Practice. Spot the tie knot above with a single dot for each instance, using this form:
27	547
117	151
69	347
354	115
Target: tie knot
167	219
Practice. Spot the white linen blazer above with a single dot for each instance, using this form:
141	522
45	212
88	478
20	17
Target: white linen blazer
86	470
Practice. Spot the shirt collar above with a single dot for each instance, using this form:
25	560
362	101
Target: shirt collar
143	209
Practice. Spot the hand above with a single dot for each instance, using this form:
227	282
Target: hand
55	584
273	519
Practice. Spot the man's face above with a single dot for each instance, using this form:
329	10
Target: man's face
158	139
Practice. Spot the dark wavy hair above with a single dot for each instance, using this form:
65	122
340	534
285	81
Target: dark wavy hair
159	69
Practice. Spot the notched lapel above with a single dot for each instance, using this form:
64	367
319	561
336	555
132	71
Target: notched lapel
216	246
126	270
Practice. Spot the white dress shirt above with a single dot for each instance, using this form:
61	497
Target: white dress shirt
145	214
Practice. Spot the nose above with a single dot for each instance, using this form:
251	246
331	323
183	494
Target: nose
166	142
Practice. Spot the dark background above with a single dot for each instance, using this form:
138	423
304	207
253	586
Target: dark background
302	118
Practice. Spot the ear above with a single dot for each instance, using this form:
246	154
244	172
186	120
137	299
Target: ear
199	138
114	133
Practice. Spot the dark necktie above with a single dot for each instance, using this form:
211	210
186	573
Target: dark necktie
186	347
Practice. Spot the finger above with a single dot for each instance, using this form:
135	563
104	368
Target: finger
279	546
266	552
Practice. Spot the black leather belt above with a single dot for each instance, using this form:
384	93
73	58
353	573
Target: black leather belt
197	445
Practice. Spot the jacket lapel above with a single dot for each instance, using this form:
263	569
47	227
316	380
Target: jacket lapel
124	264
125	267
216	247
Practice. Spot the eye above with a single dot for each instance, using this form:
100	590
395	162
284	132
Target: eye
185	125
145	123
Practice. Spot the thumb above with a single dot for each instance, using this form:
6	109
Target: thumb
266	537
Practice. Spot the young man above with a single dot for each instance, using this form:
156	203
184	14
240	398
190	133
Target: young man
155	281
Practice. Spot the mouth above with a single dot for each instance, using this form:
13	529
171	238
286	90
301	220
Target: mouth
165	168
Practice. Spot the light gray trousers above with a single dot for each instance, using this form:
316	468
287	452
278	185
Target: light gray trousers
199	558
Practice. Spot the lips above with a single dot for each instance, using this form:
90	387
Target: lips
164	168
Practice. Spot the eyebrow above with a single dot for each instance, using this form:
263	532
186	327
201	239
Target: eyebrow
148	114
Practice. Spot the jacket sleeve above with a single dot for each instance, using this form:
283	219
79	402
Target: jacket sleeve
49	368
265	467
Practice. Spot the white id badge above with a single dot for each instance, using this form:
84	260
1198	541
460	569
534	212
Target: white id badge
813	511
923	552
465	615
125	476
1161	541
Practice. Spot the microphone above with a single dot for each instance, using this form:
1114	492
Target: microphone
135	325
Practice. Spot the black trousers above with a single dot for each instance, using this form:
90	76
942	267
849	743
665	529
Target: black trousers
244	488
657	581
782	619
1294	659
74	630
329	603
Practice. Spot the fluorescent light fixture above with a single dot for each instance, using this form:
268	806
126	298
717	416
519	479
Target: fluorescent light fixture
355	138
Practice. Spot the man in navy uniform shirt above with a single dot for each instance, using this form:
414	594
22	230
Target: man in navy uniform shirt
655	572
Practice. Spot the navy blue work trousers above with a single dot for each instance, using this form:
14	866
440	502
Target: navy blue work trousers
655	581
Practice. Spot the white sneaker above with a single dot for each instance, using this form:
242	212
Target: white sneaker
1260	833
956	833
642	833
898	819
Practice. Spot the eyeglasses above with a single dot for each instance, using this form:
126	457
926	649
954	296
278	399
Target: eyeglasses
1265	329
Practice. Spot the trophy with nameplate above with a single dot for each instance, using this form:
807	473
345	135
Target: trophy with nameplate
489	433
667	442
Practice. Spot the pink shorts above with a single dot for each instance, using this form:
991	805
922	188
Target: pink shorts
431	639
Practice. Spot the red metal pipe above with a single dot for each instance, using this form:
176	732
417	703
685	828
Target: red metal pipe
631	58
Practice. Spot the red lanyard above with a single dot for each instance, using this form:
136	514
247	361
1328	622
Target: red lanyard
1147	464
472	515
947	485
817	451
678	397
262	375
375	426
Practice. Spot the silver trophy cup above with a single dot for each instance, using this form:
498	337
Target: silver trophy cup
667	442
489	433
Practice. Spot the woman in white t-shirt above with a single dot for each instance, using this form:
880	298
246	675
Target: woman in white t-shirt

#####

— WHAT YOU WILL DO —
Please copy out each record, character for character.

— REPLY TO THE TASK —
Practice. Spot the tie knot above with a single dot for each instance, using this form:
27	547
117	151
69	347
354	115
Target: tie knot
167	219
Practice. Spot the white linen blazer above with a single dot for each instance, using this form:
141	522
45	212
88	478
20	17
Target: white linen blazer
86	470
Practice. Spot the shirt collar above with a single dot for each instance, using this form:
25	560
362	101
Target: shirt collar
143	209
Practice. Spot the hand above with a single dot for each instance, using this form:
227	282
Target: hand
55	584
273	519
Practice. Spot the man's face above with a single dot for each instance, using this form:
329	10
Target: man's face
158	139
Practice. Spot the dark wavy hair above with a single dot for each instance, using this form:
65	122
340	534
285	81
Target: dark wavy hair
159	69
Practice. Spot the notched lapel above with a single dot for each instance, using this form:
64	367
319	561
336	555
132	71
Target: notched lapel
216	246
126	270
Practice. Spot the white dress shirt above with a single dot for each instance, using this form:
61	497
Target: white dress shirt
145	214
Practice. Spot the nose above with a single dot for each instance, using this form:
251	246
331	323
183	494
Target: nose
166	142
Practice. Spot the dark background above with a single dot for each instance, using this form:
138	423
304	207
253	586
Target: dark background
302	118
Practice. Spot the ear above with a single dot for each instance, using this form:
246	154
244	172
186	120
137	299
Target: ear
199	138
114	133
Practice. Spot the dark necktie above with a single dot for each instance, using this form:
211	210
186	573
Target: dark necktie
186	347
Practice. Spot the finger above with a single dot for each instance, using this form:
135	563
104	368
Target: finger
279	546
266	552
Practice. Spot the black leather belt above with a single dot for each instance, using this form:
384	93
73	58
353	573
Target: black leather belt
197	445
Practice. Spot the jacket lapel above with a single dot for each instance, using this form:
263	569
47	227
316	380
Target: jacket lapel
124	264
125	267
216	247
Practice. Spot the eye above with a single dot for each instance, using this form:
100	590
395	162
284	132
Target: eye
185	125
145	123
Practice. Spot the thumb above with a single dot for each instance, using this form:
6	109
Target: thumb
266	537
Practice. Spot the young man above with a single dot for each instance, using this form:
156	203
184	14
240	398
190	133
Target: young man
155	281
Practice. Spot the mouth above with a single dot for each instance, using this form:
13	529
171	238
286	90
301	220
Target: mouth
165	168
Practice. Spot the light gray trousers above with a single dot for each instance, using this form:
316	468
287	452
278	185
Target: light gray trousers
199	558
Practice. Spot the lips above with a single dot for each instance, using this form:
90	387
Target: lips
164	168
Practice. Spot the eyebrow above with a single dot for each instance, using this form:
263	532
186	327
201	239
Target: eyebrow
148	114
Practice. Spot the jacket sleeve above with a single dot for each instance, using this form:
283	219
79	402
Target: jacket sleeve
49	368
265	467
Practice. Spot the white id badge above with a single dot for each instance, using this form:
84	260
1198	541
460	569
534	212
Target: white id badge
813	511
923	552
465	615
125	476
1161	541
Practice. Spot the microphone above with a single dot for each instance, using this form:
1114	492
Target: microphone
135	325
Practice. Spot the black trousers above with a single dot for each instance, using this form:
90	76
942	267
849	743
665	529
Target: black trousers
244	488
657	581
782	619
1294	659
74	630
329	603
Practice. Spot the fluorescent light fixture above with a single dot for each instance, using this form:
268	806
126	298
717	416
519	479
Target: fluorescent light fixture
355	138
Practice. Spot the man in navy uniform shirt above with a single dot for each instance, using this form:
414	594
22	230
Target: man in navy uniform shirt
655	572
Practice. Spot the navy blue work trousers above with a single dot for each instance, using this form:
14	866
440	502
Target: navy blue work trousers
655	581
Practice. Spot the white sneaker above with a single dot for each instance, using this form:
242	212
Target: white sneaker
1260	833
956	833
642	833
898	819
Practice. Spot the eyeglasses above with a single dot for each instance, using this form:
126	457
926	649
954	296
278	399
Target: eyeglasses
1265	329
Practice. Spot the trophy with nameplate above with a single dot for each instance, using this form:
807	473
345	135
Target: trophy with nameplate
489	433
667	442
Practice. Spot the pink shorts above with a single dot for each instance, using this form:
991	805
922	188
Target: pink shorts
431	639
Practice. Spot the red metal pipe above with a single dot for each instance, using this form:
176	732
417	703
685	828
Target: red metal pipe
631	58
Practice. Spot the red lanyard above with a single dot for each instance, using this form:
136	514
247	361
1328	622
Target: red lanyard
1147	464
472	515
947	485
817	451
678	397
262	375
375	426
Practice. Spot the silver trophy cup above with a single dot for each instance, using this form:
498	337
Target: silver trophy cup
667	442
489	433
Practice. Spot the woman in white t-shirt above with a single dot for each instance, using this form:
880	298
246	675
Target: woman in white t-shirt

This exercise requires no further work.